### Your instructions
Could you copy every line of the data that contains "clicks"?

Entries shown START

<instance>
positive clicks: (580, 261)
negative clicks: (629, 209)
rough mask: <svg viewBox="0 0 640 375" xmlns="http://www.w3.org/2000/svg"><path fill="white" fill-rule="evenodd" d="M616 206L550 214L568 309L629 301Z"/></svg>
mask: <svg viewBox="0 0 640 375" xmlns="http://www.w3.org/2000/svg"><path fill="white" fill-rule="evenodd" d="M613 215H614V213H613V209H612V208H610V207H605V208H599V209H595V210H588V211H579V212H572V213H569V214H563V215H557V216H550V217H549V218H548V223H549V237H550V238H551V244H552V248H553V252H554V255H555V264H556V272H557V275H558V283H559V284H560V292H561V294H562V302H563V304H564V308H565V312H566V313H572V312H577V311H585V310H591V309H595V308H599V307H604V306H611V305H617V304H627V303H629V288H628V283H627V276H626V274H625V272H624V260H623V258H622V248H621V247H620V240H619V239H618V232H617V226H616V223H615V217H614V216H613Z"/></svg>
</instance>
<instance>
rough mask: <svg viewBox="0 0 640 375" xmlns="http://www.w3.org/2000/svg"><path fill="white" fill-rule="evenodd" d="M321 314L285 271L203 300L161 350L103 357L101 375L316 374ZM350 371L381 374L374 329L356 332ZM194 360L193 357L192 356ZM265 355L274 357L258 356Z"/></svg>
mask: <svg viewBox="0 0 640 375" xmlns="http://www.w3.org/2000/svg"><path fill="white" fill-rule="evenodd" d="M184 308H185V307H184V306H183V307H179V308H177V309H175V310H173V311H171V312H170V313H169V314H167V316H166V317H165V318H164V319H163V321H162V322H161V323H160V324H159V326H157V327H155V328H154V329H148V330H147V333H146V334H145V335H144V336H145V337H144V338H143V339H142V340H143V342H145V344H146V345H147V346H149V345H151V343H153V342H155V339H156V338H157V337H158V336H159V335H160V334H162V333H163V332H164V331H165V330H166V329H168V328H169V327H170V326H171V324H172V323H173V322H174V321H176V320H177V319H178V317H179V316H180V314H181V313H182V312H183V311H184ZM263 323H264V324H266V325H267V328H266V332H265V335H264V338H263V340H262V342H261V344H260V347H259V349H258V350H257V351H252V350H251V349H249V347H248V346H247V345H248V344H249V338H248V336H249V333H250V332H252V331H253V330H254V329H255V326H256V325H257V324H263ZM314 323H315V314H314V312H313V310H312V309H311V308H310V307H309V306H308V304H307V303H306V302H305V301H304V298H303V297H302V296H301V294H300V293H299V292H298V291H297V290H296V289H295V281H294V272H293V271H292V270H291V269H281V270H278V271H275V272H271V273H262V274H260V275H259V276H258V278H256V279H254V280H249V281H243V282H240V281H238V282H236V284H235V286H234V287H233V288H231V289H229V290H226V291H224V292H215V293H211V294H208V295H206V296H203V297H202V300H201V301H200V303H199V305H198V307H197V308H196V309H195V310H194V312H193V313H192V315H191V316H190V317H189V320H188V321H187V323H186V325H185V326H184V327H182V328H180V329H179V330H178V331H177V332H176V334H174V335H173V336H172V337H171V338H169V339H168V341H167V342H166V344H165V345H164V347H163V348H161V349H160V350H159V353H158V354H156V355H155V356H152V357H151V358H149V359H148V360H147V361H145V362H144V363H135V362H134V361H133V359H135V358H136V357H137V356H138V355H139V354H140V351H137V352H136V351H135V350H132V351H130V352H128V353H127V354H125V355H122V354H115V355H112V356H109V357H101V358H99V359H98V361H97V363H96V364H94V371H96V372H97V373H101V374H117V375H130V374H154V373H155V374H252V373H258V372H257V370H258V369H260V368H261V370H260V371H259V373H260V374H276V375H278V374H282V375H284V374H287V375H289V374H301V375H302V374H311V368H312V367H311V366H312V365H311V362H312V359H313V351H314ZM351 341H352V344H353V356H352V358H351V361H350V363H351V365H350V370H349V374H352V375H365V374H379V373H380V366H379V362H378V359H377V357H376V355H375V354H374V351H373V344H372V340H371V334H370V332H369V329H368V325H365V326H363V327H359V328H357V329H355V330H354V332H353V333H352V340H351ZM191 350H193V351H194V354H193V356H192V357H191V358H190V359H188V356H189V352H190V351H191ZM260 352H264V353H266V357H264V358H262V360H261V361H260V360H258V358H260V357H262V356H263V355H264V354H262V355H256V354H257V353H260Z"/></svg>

Entries shown END

### Result of the task
positive clicks: (580, 261)
negative clicks: (629, 209)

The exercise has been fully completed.